## Problem description
Please express the records below as a Markdown table with the columns No. and Line, from the line with "Tag any visible tree" up to and including the line with "29 155 878 379". Number each row and leave out blank lines.

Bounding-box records
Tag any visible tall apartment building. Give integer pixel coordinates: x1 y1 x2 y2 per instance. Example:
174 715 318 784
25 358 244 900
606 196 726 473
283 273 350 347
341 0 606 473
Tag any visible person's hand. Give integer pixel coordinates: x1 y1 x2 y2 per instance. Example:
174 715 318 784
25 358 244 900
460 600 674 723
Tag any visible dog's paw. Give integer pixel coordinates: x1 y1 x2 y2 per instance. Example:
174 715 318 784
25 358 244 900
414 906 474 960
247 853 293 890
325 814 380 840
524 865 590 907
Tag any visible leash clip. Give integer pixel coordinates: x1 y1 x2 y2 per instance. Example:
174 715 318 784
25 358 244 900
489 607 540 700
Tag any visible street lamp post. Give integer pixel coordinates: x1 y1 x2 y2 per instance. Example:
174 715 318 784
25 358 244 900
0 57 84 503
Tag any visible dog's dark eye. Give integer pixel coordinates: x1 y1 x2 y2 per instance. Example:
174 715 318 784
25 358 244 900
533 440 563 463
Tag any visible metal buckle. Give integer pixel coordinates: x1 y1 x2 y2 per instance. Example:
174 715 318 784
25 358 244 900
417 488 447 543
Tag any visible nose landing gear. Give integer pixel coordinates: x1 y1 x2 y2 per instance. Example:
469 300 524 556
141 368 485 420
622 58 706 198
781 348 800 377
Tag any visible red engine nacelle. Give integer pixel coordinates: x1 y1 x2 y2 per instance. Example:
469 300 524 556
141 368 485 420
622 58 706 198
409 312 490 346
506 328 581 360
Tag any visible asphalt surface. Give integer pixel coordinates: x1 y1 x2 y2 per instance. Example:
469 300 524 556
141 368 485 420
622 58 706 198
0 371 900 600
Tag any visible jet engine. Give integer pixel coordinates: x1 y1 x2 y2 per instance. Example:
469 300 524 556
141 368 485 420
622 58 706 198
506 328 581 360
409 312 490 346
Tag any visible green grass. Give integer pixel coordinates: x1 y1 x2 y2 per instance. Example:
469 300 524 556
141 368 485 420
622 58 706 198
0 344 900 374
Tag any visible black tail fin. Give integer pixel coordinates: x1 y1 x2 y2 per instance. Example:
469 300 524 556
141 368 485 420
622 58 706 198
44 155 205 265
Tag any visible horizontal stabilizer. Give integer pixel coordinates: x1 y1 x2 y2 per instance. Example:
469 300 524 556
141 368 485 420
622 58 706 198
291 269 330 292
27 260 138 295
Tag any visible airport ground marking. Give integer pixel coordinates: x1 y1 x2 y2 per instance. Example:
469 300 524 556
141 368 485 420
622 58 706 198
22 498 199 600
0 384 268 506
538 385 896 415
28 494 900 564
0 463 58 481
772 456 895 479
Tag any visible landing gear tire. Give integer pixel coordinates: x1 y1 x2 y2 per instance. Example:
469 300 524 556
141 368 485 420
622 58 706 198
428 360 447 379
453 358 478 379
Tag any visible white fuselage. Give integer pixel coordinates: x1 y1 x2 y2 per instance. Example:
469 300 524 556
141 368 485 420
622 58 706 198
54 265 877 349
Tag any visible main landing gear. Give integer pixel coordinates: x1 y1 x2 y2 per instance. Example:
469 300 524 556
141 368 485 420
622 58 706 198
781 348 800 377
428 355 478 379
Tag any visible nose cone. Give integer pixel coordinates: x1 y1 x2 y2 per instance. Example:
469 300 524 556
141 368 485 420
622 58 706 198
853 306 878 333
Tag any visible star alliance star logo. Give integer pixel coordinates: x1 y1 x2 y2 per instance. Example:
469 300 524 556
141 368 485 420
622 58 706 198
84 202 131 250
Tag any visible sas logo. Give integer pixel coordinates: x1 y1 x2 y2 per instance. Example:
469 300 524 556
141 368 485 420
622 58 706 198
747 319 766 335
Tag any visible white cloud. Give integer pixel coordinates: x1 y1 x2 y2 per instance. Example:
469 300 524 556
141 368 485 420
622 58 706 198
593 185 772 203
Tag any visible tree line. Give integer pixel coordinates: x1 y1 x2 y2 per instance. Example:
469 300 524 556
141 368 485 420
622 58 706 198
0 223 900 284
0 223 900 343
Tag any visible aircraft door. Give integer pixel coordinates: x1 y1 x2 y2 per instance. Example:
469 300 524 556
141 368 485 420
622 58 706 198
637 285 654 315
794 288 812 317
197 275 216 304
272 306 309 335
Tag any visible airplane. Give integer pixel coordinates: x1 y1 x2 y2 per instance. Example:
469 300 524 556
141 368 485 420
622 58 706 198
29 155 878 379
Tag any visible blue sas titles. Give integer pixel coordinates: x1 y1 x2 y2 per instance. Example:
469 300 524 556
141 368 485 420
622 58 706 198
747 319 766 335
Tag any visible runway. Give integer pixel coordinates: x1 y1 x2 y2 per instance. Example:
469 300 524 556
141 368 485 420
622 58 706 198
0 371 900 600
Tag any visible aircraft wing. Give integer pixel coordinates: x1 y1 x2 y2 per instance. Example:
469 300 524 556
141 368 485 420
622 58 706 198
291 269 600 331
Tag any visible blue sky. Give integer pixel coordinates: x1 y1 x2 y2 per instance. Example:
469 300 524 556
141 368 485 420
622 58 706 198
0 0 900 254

## The completed task
| No. | Line |
|---|---|
| 1 | Tag any visible tree line. Give integer pixel coordinates: x1 y1 x2 y2 per instance. Example: |
| 2 | 469 300 524 556 |
| 3 | 141 368 485 420 |
| 4 | 622 58 706 198 |
| 5 | 0 223 900 284 |
| 6 | 0 223 900 343 |
| 7 | Tag any visible aircraft door. Give integer pixel coordinates: x1 y1 x2 y2 per instance. Example: |
| 8 | 469 300 524 556 |
| 9 | 141 368 485 420 |
| 10 | 622 58 706 198 |
| 11 | 637 285 654 315 |
| 12 | 794 288 812 317 |
| 13 | 197 275 216 304 |
| 14 | 272 306 309 335 |
| 15 | Tag any visible airplane. Give integer pixel coordinates: x1 y1 x2 y2 per instance. Example: |
| 16 | 469 300 524 556 |
| 17 | 141 368 485 420 |
| 18 | 622 58 706 198 |
| 19 | 29 155 878 379 |